_WORK TO COMPLETE:_ Please print the part of the Solr forum reply below that lies between "at _query time_" and "spacing and punctuation.", inclusive.

_PASSAGE GIVEN:_
• • •

This is tricky. You could try doing something with the ShingleFilter
(http://wiki.apache.org/solr/AnalyzersTokenizersTokenFilters#solr.ShingleFilterFactory)
at _query time_ to turn the users query:
"i have a swollen foot" into:
"i", "i have", "i have a", "i have a swollen", .... "have", "have a",
"have a swollen"... etc.
I _think_ you can get the ShingleFilter factory to do that.
But now you only want to exclude if one of those shingles matches the
ENTIRE "anti-word". So maybe index as non-tokenized, so each of those
shingles will somehow only match on the complete thing. You'd want to
normalize spacing and punctuation.
But then you need to turn that into a _negated_ element of your query.
Perhaps by using an fq with a NOT/"-" in it? And a query which 'matches'
(causing 'not' behavior) if _any_ of the shingles match.
I have no idea if it's actually possible to put these things together in
that way. A non-tokenized field? Which still has it's queries
shingle-ized at query time? And then works as a negated query, matching
for negation if any of the shingles match? Not really sure how to put
that together in your solrconfig.xml and/or application logic if needed.

• • •

_MATERIAL SUPPLIED:_
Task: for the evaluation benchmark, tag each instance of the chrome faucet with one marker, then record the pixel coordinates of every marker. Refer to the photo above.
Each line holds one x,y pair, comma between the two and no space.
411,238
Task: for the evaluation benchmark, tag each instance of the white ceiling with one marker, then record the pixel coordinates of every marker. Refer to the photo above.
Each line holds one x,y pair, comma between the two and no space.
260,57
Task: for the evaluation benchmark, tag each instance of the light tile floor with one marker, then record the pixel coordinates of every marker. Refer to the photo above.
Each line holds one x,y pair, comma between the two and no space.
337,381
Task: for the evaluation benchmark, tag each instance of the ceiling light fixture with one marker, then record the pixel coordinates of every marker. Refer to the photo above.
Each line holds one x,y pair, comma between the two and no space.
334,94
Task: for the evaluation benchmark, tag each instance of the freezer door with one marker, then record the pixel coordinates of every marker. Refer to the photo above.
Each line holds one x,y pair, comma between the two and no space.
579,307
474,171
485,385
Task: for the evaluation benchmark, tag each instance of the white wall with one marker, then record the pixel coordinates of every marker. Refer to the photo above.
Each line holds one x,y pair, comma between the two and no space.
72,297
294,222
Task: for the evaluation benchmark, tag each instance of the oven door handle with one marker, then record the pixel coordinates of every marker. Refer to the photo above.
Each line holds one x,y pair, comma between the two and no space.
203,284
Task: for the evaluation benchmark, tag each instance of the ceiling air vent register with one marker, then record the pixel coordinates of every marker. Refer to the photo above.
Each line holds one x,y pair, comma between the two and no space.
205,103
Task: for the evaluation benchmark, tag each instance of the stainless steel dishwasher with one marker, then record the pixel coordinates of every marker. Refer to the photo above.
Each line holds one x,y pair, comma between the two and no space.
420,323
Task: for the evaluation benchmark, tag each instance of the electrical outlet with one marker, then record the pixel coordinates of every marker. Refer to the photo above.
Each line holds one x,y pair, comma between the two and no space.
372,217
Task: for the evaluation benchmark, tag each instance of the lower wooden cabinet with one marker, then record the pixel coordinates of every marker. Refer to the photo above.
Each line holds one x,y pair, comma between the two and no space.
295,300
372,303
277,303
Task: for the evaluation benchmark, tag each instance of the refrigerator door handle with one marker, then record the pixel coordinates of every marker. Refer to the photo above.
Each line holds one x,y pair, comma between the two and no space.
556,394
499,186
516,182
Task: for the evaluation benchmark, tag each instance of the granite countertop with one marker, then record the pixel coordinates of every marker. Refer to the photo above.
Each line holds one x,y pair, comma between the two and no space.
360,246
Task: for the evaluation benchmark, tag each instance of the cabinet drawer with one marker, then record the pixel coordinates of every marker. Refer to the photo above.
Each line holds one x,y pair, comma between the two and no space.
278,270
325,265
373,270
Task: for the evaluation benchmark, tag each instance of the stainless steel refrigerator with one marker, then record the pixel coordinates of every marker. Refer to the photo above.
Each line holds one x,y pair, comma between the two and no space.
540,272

• • •

_EXERCISE RESPONSE:_
at _query time_ to turn the users query:
"i have a swollen foot" into:
"i", "i have", "i have a", "i have a swollen", .... "have", "have a",
"have a swollen"... etc.
I _think_ you can get the ShingleFilter factory to do that.
But now you only want to exclude if one of those shingles matches the
ENTIRE "anti-word". So maybe index as non-tokenized, so each of those
shingles will somehow only match on the complete thing. You'd want to
normalize spacing and punctuation.